Brief
Produce a verbatim copy of the entries listed below.

Data supplied
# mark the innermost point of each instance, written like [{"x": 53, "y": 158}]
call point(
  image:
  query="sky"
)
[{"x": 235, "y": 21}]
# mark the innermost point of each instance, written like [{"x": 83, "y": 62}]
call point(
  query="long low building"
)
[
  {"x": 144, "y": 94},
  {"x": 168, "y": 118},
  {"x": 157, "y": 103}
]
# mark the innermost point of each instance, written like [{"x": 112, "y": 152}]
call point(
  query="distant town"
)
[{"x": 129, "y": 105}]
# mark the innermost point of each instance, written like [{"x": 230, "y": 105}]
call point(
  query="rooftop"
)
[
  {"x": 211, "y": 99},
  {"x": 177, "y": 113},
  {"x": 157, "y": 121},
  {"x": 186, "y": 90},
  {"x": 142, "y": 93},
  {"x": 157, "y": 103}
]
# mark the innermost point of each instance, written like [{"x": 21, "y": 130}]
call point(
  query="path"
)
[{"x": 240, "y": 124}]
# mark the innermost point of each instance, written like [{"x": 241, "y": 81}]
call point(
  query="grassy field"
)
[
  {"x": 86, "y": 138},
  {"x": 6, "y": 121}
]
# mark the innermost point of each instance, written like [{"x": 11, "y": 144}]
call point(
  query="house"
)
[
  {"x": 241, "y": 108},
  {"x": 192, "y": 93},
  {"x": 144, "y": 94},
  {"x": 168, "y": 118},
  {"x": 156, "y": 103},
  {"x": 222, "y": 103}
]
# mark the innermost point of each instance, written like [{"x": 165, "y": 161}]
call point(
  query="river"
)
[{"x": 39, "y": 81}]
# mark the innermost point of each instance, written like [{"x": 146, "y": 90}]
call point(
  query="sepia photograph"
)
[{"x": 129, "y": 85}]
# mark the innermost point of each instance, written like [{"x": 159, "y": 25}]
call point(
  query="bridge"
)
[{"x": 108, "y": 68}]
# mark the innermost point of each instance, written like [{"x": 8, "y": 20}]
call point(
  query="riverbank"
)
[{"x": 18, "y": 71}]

Final answer
# mark the innermost point of each instance, written like [{"x": 53, "y": 158}]
call point(
  image:
  query="sky"
)
[{"x": 235, "y": 21}]
# mark the innermost point of each instance, written like [{"x": 83, "y": 62}]
call point(
  query="long low building"
)
[
  {"x": 144, "y": 94},
  {"x": 168, "y": 118},
  {"x": 157, "y": 103}
]
# mark the innermost point of each instance, written like [{"x": 112, "y": 152}]
call point(
  query="distant town"
)
[{"x": 129, "y": 105}]
# mark the innermost point of each instance, written like [{"x": 230, "y": 105}]
call point(
  query="rooftop"
)
[
  {"x": 211, "y": 99},
  {"x": 177, "y": 113},
  {"x": 157, "y": 121},
  {"x": 186, "y": 90},
  {"x": 142, "y": 93},
  {"x": 157, "y": 103}
]
# mark the innermost point of each instance, written like [{"x": 21, "y": 130}]
call point(
  query="path"
)
[{"x": 240, "y": 124}]
# mark the innermost point of each instance, written like [{"x": 241, "y": 81}]
call point(
  query="grassy field"
)
[
  {"x": 86, "y": 138},
  {"x": 6, "y": 121}
]
# mark the innermost point of each instance, written like [{"x": 11, "y": 144}]
call point(
  query="house"
)
[
  {"x": 241, "y": 108},
  {"x": 192, "y": 93},
  {"x": 144, "y": 94},
  {"x": 168, "y": 118},
  {"x": 156, "y": 103},
  {"x": 222, "y": 103}
]
# mark the innermost point of each instance, written like [{"x": 165, "y": 161}]
call point(
  query="river"
)
[{"x": 39, "y": 81}]
# mark the innermost point of each instance, written like [{"x": 146, "y": 90}]
call point(
  query="sepia photograph"
)
[{"x": 129, "y": 85}]
# mark the innermost point of each instance, written like [{"x": 159, "y": 25}]
call point(
  query="bridge"
)
[{"x": 108, "y": 68}]
# mark the innermost point of each instance, written like [{"x": 8, "y": 20}]
call point(
  query="riverbank"
)
[{"x": 18, "y": 71}]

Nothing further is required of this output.